Exercise data -
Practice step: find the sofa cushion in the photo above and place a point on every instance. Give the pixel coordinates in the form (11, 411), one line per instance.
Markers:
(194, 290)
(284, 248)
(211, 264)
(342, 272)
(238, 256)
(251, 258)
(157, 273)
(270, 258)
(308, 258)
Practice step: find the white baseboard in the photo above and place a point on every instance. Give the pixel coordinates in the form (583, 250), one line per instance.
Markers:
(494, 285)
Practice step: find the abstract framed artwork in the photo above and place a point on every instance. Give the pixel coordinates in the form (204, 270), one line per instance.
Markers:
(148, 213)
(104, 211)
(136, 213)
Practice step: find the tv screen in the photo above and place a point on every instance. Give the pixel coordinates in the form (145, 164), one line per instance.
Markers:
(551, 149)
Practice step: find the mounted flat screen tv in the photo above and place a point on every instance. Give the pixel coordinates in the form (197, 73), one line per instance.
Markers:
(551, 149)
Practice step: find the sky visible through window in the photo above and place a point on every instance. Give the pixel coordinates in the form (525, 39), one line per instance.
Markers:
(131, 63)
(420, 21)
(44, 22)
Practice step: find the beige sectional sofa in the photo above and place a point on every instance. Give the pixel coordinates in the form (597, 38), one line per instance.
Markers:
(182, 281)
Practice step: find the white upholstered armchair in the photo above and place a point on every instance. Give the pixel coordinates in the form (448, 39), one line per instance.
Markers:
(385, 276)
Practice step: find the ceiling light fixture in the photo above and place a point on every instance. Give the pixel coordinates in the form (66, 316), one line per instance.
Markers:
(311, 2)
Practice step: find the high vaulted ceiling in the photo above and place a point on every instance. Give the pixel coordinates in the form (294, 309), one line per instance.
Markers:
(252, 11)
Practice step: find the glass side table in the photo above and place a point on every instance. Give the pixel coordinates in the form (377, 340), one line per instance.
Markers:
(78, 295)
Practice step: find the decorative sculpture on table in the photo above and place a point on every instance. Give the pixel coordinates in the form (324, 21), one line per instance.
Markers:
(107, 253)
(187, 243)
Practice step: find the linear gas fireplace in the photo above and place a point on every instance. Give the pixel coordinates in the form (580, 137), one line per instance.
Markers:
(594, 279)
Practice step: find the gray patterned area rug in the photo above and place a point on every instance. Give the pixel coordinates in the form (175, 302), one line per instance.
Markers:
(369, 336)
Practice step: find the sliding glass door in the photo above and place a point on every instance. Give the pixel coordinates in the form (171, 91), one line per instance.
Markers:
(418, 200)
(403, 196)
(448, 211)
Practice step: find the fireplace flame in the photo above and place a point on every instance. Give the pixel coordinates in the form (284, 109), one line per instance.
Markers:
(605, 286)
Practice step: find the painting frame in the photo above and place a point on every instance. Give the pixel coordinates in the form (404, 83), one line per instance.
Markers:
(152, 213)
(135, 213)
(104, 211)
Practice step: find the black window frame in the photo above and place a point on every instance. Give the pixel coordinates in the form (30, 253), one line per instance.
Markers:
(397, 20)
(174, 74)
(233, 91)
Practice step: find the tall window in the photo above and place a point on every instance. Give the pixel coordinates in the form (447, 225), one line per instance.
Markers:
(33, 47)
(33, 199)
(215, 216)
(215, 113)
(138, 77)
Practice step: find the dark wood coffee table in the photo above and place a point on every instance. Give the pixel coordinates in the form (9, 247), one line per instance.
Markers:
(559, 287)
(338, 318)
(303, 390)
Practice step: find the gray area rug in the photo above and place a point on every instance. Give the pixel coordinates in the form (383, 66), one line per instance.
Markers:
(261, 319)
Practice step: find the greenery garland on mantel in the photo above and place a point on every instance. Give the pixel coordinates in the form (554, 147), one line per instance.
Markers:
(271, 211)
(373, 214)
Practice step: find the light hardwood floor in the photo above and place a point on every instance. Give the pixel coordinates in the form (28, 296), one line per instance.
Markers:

Required task - Copy out all of the data above line for line, changing nothing.

Exercise result -
Practice step: find the sofa cushion in the photo above and place a point on every instance. Give the pixel coordinates in the form (11, 411), one line per instance.
Markers:
(194, 290)
(284, 248)
(211, 264)
(342, 272)
(238, 256)
(251, 258)
(157, 273)
(270, 258)
(308, 258)
Practice step: find the white baseboard in the photo above and place a point on every instance. Give the pixel coordinates in the form (583, 250), one line per instance.
Markers:
(494, 285)
Practice step: find the abstract framed artwork in the photo above and place a point on every instance. Give the pixel coordinates in the form (204, 270), one line per instance.
Markers:
(148, 213)
(104, 211)
(136, 213)
Practice step: find the tv screen in the photo above and place a point on every instance. Give the pixel coordinates in the form (145, 164), one line per instance.
Markers:
(551, 149)
Practice step: find the mounted flat screen tv in the photo above and place a point on every instance. Give the pixel coordinates in the form (197, 73), one line per instance.
Markers:
(551, 149)
Practice step: find the sky visible through window in the photo above and place a point on every instance. Give the pixel coordinates in the form (525, 39), one line per instance.
Markers:
(131, 63)
(420, 21)
(44, 22)
Practice step: find the beige sectional sofa in the photo above and place a point on every instance. Give the pixel coordinates in the form (597, 38), one line per instance.
Markers:
(182, 281)
Practice step: find the white upholstered armchair in the photo above and place a point on every instance. Give the pixel coordinates in the form (448, 39), one line per instance.
Markers:
(385, 276)
Practice step: find the ceiling light fixture in the photo above and place a point on every instance. Give the pixel coordinates in the form (66, 316), one line per instance.
Markers:
(311, 2)
Practice step: find the high vaulted ceiling in the photo above and place a point on every instance. Give the pixel coordinates in the form (294, 309), one line per instance.
Markers:
(252, 11)
Practice step: find the glass side table in the photo above and place a point on every instance. Give the pixel coordinates in the form (377, 340), one line per instance.
Markers:
(78, 295)
Practice step: find the decorative sculpture on table in the photo above and place a point on every instance. Give the pixel coordinates in the form (324, 21), one line per instance.
Markers:
(107, 253)
(187, 243)
Practice step: find the linear gas fireplace in the photo above and place a point on every instance. Give the pixel coordinates in the form (580, 137), one line per instance.
Markers:
(594, 279)
Practice step: find the gray patterned area rug in the photo above and place a point on every instance. Give the pixel coordinates in the form (175, 302), one line per instance.
Markers:
(369, 336)
Practice step: find the sliding glass door in the photo above and place a point on every instance. Give the pixel coordinates in the form (171, 91), one line per instance.
Markers:
(418, 200)
(403, 196)
(448, 211)
Practice step: find the fireplace flame in the photo above and place a point on every instance. Give the pixel coordinates in the form (284, 109), one line per instance.
Markers:
(605, 286)
Practice step: find the painting frame in the photo above and place a point on every instance. Give the pixel coordinates in the form (404, 83), one line per instance.
Markers:
(152, 213)
(135, 213)
(104, 211)
Practice step: find the black window frame in the photo above and place a point on every instance. Give the pixel coordinates in the form (30, 253), one line per instance.
Markers:
(397, 20)
(174, 74)
(233, 91)
Practice step: find the tall window in the photo above and place a point on every instance. Give the pixel coordinates in the form (447, 225), one line per instance.
Markers:
(33, 47)
(33, 199)
(215, 216)
(215, 113)
(138, 77)
Practice step: find the dark wood coffee table in the photo above and place a point on every instance. Give the pixel coordinates in the form (9, 247), one line per instance.
Markers:
(559, 287)
(338, 318)
(303, 390)
Practice step: find the gray area rug in the photo above and place a point on every instance. Give the pixel coordinates in the form (383, 66), one line per instance.
Markers:
(261, 319)
Practice step: find the greenery garland on mantel in the photo above and place a point on every instance. Give the pixel coordinates in the form (554, 147), one line per instance.
Markers:
(271, 211)
(373, 214)
Practice step: find the light hardwood floor in the photo above and place a point on every instance. Give the pixel coordinates in the form (28, 296), one line per instance.
Markers:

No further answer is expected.